Work order. Reproduce the entries shown below only from the line with "Query: flower in hair" down to the line with "The function MUST return, for every instance of the weathered", keeping both end lines and copying each one exactly.

Record excerpts.
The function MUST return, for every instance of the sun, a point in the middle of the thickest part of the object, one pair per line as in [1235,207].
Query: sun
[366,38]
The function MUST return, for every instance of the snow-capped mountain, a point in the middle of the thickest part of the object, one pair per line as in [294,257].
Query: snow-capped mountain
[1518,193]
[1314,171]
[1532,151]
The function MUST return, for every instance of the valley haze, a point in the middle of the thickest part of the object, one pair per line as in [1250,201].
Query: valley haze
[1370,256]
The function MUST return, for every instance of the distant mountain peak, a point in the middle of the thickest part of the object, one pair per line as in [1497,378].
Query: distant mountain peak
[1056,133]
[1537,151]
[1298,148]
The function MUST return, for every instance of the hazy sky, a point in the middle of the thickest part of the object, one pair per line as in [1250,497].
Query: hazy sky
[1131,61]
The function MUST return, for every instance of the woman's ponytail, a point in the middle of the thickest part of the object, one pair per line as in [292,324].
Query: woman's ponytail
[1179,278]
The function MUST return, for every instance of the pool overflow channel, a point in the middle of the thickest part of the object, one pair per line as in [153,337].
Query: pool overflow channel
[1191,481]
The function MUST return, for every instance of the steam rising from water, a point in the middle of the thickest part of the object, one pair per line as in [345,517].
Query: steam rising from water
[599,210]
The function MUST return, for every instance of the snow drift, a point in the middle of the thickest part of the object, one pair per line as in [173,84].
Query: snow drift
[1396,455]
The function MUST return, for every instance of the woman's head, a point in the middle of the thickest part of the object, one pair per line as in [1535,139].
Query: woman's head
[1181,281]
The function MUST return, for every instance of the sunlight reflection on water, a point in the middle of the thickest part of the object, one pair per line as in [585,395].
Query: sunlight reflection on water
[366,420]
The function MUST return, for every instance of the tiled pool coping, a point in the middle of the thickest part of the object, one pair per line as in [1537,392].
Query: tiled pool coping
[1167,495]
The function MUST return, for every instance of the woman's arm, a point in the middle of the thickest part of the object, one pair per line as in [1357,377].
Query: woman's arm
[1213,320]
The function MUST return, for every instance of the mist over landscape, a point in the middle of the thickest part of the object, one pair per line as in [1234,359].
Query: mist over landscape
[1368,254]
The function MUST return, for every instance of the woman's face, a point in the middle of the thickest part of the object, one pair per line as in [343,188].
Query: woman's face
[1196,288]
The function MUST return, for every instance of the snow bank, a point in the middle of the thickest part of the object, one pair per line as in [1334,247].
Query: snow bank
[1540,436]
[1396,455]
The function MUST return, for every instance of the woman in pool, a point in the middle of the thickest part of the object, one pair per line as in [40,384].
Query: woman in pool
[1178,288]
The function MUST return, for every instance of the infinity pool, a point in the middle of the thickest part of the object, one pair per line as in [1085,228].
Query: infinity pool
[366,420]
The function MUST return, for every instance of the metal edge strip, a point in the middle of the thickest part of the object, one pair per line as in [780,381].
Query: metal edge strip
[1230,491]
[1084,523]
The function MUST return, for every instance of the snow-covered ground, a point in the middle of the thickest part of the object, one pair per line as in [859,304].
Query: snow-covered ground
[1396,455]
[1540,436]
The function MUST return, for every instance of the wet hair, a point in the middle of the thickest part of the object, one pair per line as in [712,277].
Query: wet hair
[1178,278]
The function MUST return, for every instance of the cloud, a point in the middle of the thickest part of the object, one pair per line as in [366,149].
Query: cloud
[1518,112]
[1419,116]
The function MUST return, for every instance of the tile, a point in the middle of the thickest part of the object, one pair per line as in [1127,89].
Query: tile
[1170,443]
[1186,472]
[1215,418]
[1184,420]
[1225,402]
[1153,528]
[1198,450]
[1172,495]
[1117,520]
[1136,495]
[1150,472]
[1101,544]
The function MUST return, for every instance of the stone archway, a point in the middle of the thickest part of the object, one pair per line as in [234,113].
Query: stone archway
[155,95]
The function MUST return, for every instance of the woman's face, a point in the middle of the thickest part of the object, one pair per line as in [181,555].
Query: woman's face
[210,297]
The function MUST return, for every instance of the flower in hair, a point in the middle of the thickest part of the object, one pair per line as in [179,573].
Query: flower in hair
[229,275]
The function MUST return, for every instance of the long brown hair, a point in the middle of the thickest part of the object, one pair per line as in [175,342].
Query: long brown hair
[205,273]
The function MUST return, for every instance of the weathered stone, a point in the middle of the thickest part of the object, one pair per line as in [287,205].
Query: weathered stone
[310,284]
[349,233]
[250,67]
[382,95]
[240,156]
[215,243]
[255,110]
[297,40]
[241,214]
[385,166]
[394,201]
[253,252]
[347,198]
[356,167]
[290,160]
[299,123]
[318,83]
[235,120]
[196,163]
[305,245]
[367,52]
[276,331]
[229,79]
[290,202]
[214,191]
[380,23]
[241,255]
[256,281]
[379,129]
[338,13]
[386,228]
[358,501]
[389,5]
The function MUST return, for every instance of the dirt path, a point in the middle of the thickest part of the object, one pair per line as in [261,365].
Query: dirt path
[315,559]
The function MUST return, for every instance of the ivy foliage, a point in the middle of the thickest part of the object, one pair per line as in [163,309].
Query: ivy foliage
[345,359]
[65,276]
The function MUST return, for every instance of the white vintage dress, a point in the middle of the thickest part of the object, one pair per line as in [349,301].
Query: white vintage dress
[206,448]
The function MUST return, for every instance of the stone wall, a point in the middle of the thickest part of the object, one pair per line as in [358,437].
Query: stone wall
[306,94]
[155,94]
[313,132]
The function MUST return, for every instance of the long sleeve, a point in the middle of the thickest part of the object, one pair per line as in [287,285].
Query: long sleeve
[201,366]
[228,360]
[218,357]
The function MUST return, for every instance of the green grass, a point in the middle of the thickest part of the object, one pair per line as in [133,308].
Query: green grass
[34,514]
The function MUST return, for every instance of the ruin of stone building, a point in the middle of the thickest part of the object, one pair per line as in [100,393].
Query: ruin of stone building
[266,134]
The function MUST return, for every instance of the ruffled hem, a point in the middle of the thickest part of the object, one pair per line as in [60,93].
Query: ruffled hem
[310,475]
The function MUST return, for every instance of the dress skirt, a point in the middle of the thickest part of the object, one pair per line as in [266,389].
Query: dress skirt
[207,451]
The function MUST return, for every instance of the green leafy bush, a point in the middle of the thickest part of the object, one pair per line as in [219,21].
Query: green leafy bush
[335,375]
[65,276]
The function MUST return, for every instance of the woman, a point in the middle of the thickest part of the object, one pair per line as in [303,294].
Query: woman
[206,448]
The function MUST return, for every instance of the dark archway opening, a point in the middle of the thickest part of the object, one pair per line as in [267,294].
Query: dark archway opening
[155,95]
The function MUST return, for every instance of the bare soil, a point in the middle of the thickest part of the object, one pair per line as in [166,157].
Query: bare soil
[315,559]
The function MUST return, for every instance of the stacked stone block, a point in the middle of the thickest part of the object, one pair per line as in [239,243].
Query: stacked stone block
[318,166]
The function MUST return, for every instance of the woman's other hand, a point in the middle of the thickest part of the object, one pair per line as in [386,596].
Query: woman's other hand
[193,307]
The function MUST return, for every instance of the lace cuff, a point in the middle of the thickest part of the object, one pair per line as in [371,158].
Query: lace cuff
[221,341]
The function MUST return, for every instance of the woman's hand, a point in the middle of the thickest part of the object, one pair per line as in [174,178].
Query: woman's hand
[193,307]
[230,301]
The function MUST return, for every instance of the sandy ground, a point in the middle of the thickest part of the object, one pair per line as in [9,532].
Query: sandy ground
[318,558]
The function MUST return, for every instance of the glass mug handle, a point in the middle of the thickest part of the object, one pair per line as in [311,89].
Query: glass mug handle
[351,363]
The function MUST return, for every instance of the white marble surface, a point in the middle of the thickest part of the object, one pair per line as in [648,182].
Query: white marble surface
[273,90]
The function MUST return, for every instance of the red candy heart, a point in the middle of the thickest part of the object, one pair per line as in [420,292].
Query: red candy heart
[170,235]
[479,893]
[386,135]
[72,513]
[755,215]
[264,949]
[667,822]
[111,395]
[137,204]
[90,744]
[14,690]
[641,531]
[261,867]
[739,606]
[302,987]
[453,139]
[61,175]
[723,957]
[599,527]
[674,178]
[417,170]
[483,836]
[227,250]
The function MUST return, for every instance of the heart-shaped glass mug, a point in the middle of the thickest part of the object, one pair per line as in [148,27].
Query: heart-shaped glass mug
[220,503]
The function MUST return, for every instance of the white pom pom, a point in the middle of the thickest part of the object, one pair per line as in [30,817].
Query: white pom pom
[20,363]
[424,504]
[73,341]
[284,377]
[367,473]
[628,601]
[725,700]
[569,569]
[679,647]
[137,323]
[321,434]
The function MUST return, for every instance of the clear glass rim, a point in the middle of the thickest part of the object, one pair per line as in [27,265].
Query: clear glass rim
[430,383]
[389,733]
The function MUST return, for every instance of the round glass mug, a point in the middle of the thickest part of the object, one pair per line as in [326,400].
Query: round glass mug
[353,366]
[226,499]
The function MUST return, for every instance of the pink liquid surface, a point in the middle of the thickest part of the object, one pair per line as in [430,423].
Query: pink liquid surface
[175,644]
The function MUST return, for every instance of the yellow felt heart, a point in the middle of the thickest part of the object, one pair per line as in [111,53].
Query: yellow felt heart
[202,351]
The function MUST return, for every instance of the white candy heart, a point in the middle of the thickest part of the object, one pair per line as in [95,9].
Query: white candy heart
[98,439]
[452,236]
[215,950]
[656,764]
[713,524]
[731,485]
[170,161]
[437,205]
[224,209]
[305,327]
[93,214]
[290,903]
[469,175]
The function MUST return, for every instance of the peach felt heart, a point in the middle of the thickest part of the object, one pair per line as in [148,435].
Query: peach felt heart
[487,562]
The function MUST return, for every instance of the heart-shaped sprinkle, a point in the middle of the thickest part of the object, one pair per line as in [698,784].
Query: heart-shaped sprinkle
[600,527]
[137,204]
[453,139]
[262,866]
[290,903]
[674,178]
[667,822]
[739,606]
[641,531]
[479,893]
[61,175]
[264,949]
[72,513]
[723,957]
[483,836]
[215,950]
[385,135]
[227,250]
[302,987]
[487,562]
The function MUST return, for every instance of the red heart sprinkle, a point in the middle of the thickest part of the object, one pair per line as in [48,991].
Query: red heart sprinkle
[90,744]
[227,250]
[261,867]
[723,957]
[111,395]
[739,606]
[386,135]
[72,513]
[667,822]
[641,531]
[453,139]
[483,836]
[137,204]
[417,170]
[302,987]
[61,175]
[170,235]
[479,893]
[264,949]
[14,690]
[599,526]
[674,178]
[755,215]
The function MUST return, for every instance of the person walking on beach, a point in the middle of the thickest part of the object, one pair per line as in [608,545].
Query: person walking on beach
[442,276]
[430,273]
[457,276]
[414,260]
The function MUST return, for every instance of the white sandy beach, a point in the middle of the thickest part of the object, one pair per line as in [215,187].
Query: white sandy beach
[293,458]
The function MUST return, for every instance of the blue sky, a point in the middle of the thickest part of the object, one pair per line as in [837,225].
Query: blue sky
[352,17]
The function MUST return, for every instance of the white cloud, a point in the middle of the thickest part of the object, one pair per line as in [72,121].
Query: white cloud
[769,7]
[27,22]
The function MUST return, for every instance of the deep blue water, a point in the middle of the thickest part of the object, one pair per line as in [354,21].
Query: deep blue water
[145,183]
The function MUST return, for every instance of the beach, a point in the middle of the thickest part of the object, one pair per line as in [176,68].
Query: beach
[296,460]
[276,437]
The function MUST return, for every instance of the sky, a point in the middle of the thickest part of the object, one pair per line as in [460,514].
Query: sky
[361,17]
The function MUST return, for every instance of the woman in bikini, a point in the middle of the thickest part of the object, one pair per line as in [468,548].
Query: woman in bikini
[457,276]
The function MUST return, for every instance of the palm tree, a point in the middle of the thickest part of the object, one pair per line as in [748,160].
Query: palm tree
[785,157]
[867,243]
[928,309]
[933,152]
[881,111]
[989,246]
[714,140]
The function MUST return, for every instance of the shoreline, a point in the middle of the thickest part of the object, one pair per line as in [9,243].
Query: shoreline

Answer for this exercise.
Query: flower in hair
[229,275]
The function MUST return, for every instance of the long brown hair, a point in the middle of the thickest part of the object, one pair per line as in [175,342].
Query: long brown hair
[205,273]
The function MUST return, for every instance of the weathered stone, a point in the middle of the thickest part of the object, one pair per line as in [287,205].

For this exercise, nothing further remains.